(Extracted records)
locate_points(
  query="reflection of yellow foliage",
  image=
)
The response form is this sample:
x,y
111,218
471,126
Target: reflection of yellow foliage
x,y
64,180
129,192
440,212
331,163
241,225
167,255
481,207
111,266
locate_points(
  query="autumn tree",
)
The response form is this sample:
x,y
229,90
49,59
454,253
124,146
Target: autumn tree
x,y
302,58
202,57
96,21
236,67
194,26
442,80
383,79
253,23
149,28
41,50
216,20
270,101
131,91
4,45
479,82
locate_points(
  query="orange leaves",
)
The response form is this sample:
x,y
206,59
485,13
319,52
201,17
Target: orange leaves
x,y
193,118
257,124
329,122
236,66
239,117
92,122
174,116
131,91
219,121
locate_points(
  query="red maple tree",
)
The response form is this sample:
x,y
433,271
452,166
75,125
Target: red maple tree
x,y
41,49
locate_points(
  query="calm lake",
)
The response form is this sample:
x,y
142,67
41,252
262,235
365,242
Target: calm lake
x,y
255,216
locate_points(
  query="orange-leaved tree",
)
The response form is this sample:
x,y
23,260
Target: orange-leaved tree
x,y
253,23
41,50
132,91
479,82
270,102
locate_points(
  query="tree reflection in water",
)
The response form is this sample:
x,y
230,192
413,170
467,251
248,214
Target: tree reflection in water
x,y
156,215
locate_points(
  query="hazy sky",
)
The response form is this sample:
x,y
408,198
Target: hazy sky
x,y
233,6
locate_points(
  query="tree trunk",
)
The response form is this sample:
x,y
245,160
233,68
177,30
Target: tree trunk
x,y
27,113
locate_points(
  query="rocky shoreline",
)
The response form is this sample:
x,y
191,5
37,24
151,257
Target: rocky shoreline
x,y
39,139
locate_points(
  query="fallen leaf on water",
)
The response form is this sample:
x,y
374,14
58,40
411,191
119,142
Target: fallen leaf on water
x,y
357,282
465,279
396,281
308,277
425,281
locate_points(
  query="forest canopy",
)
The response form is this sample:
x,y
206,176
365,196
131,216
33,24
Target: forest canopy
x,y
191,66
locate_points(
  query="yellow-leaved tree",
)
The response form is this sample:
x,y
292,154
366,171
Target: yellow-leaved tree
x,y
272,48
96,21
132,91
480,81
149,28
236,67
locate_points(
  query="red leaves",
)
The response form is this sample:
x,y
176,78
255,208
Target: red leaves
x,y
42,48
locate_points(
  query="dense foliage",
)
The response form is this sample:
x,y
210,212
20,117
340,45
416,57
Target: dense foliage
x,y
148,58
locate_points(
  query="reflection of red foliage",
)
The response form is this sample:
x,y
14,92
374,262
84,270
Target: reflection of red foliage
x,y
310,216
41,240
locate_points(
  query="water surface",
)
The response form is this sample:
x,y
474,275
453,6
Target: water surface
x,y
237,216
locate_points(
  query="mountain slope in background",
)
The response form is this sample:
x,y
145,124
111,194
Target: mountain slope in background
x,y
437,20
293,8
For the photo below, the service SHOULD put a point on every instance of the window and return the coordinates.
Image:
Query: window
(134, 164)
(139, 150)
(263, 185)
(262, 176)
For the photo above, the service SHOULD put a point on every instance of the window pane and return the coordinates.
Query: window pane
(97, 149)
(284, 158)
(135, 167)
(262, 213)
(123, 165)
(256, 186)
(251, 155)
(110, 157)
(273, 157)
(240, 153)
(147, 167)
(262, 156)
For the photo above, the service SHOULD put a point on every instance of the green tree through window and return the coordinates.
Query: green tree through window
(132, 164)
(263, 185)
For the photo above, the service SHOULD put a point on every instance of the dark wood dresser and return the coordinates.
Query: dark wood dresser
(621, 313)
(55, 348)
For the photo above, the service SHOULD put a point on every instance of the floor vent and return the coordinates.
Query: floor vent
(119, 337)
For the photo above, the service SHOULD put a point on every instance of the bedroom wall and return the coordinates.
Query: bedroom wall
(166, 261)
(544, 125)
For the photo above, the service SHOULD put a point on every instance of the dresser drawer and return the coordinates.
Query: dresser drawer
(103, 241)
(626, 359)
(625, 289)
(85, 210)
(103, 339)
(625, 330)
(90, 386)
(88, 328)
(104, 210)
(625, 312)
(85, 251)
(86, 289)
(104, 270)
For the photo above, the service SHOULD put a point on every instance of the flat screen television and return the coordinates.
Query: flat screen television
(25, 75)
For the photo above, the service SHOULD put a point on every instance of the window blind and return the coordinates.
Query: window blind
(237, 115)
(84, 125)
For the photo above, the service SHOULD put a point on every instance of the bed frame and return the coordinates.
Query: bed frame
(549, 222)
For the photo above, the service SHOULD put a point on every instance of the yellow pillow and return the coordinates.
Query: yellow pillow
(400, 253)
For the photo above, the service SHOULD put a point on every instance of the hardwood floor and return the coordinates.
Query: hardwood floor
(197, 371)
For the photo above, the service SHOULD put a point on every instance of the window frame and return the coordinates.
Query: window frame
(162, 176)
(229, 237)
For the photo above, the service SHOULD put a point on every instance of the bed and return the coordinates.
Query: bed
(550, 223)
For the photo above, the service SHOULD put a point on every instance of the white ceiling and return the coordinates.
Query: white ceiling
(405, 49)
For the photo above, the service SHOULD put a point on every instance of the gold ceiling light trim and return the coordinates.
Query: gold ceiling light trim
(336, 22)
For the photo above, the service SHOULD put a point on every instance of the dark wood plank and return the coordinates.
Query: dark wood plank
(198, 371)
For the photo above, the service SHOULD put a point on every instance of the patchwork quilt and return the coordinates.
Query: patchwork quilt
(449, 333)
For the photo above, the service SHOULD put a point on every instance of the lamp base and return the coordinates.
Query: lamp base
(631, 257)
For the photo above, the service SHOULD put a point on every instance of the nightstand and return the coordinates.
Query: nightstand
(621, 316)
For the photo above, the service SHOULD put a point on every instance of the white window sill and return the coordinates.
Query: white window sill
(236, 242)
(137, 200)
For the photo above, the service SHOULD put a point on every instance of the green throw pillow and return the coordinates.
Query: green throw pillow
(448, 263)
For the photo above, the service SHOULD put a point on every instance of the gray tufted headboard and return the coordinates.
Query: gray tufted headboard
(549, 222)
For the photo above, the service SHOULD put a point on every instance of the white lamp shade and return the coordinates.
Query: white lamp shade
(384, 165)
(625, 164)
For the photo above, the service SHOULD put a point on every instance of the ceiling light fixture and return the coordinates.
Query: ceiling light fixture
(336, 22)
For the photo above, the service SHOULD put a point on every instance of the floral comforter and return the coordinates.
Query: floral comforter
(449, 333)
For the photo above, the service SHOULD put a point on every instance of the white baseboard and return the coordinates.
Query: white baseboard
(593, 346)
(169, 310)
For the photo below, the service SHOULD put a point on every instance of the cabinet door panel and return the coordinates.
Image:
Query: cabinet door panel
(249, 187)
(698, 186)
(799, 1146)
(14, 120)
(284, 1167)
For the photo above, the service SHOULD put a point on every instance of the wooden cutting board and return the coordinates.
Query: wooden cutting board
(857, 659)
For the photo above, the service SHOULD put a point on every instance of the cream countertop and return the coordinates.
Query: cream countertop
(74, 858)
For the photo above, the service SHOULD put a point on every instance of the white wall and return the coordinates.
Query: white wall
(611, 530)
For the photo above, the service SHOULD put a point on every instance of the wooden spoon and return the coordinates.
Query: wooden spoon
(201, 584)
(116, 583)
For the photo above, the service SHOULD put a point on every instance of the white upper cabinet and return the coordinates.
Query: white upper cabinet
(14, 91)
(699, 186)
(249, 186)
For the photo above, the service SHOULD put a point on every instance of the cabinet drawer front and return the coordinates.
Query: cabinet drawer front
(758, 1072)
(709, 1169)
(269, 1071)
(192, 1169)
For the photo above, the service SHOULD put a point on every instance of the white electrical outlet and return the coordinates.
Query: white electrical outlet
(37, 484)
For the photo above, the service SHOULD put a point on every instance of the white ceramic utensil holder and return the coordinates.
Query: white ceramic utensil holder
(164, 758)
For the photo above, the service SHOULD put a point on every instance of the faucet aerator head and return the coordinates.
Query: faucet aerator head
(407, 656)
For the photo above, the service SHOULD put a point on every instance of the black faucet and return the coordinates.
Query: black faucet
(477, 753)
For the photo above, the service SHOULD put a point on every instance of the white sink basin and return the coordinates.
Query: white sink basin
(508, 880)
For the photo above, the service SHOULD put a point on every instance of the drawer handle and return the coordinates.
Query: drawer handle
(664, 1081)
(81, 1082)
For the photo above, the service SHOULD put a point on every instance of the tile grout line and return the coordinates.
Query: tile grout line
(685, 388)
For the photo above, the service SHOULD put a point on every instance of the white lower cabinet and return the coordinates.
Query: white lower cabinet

§ TASK TO COMPLETE
Among the lines of the data, some may include "lower" as a word or string; report how many, and nothing else.

§ SOLUTION TO THIS TASK
2